- Written problem
Please arrange the entries below as a JSON list of strings, one string for each line, leaving out any blank lines.

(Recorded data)
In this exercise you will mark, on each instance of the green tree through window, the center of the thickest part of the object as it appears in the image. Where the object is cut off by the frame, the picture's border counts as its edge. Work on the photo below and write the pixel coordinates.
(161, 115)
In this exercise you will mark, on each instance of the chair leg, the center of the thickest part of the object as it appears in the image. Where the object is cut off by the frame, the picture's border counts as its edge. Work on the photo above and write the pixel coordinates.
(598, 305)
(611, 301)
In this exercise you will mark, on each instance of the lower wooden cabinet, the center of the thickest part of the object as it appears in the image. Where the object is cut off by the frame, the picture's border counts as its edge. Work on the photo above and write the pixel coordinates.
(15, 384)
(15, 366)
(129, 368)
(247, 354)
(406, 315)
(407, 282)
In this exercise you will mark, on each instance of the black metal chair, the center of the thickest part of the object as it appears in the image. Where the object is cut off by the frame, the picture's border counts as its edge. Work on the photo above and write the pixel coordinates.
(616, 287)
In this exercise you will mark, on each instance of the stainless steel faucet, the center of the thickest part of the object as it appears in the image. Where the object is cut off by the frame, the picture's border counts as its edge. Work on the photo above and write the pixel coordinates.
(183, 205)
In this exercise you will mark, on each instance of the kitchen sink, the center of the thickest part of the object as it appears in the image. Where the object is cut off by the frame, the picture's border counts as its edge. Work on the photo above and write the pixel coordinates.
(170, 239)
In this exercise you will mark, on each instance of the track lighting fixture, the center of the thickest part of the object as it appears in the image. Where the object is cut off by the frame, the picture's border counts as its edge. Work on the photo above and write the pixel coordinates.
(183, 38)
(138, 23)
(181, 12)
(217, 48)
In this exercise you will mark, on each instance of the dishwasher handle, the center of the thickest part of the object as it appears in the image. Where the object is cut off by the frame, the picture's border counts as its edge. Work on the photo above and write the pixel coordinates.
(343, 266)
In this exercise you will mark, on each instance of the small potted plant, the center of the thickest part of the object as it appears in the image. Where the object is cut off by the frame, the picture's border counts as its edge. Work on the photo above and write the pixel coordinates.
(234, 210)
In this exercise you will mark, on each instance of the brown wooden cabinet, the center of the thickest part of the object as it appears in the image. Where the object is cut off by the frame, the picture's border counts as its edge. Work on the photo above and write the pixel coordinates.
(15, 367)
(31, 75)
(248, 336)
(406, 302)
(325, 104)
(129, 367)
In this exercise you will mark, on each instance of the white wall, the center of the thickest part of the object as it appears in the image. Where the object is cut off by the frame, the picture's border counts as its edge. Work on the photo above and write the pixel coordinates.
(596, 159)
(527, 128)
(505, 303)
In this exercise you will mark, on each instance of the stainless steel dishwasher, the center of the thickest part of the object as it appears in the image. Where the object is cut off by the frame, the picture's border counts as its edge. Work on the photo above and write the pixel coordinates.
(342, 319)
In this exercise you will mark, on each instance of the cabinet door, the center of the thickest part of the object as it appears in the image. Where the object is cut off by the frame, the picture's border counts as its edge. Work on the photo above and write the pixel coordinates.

- Solution to the problem
[
  "In this exercise you will mark, on each instance of the green tree through window, the center of the thickest part of the object as it appears in the image. Where the object is cut off by the frame, the picture's border counts as its edge. Work on the photo below and write the pixel coordinates.",
  "(161, 115)",
  "In this exercise you will mark, on each instance of the chair leg, the center of the thickest part of the object as it appears in the image. Where the object is cut off by the frame, the picture's border counts as its edge. Work on the photo above and write the pixel coordinates.",
  "(598, 305)",
  "(611, 301)",
  "In this exercise you will mark, on each instance of the lower wooden cabinet, the center of the thickest part of the object as it appears in the image. Where the object is cut off by the frame, the picture's border counts as its edge. Work on the photo above and write the pixel coordinates.",
  "(15, 384)",
  "(15, 366)",
  "(129, 368)",
  "(247, 354)",
  "(406, 315)",
  "(407, 282)",
  "In this exercise you will mark, on each instance of the black metal chair, the center of the thickest part of the object as it appears in the image. Where the object is cut off by the frame, the picture's border counts as its edge. Work on the photo above and write the pixel coordinates.",
  "(616, 287)",
  "In this exercise you will mark, on each instance of the stainless steel faucet, the center of the thickest part of the object as it appears in the image. Where the object is cut off by the frame, the picture's border counts as its edge. Work on the photo above and write the pixel coordinates.",
  "(183, 205)",
  "In this exercise you will mark, on each instance of the kitchen sink, the center of the thickest part of the object as it appears in the image. Where the object is cut off by the frame, the picture's border counts as its edge. Work on the photo above and write the pixel coordinates.",
  "(170, 239)",
  "In this exercise you will mark, on each instance of the track lighting fixture, the center of the thickest part of the object as it appears in the image. Where the object is cut off by the frame, the picture's border counts as its edge. Work on the photo above and write the pixel coordinates.",
  "(183, 38)",
  "(138, 23)",
  "(181, 12)",
  "(217, 48)",
  "In this exercise you will mark, on each instance of the dishwasher handle, the center of the thickest part of the object as it appears in the image. Where the object is cut off by the frame, the picture's border counts as its edge. Work on the photo above and write the pixel coordinates.",
  "(343, 266)",
  "In this exercise you will mark, on each instance of the small potted plant, the center of the thickest part of the object as it appears in the image. Where the object is cut off by the frame, the picture's border counts as its edge. Work on the photo above and write the pixel coordinates.",
  "(234, 210)",
  "In this exercise you will mark, on each instance of the brown wooden cabinet, the center of the thickest part of the object as it appears in the image. Where the object is cut off by the frame, the picture's border counts as its edge. Work on the photo above and write the pixel coordinates.",
  "(15, 367)",
  "(31, 75)",
  "(248, 336)",
  "(406, 302)",
  "(325, 104)",
  "(129, 367)",
  "In this exercise you will mark, on each instance of the white wall, the center of the thickest part of the object as it appears in the image. Where the object is cut off by the frame, the picture's border counts as its edge. Work on the photo above and write the pixel coordinates.",
  "(596, 159)",
  "(527, 128)",
  "(505, 303)",
  "In this exercise you will mark, on each instance of the stainless steel dishwasher, the center of the thickest part of the object as it appears in the image. Where the object is cut off by the frame, the picture's border counts as its edge. Work on the photo above and write the pixel coordinates.",
  "(342, 319)",
  "In this exercise you will mark, on each instance of the cabinet door, the center of the thickest part of the object as it appears in the image. Where the object is cut off by the frame, the picture's border counts as its edge. Work on the photo above and write the pixel coordinates."
]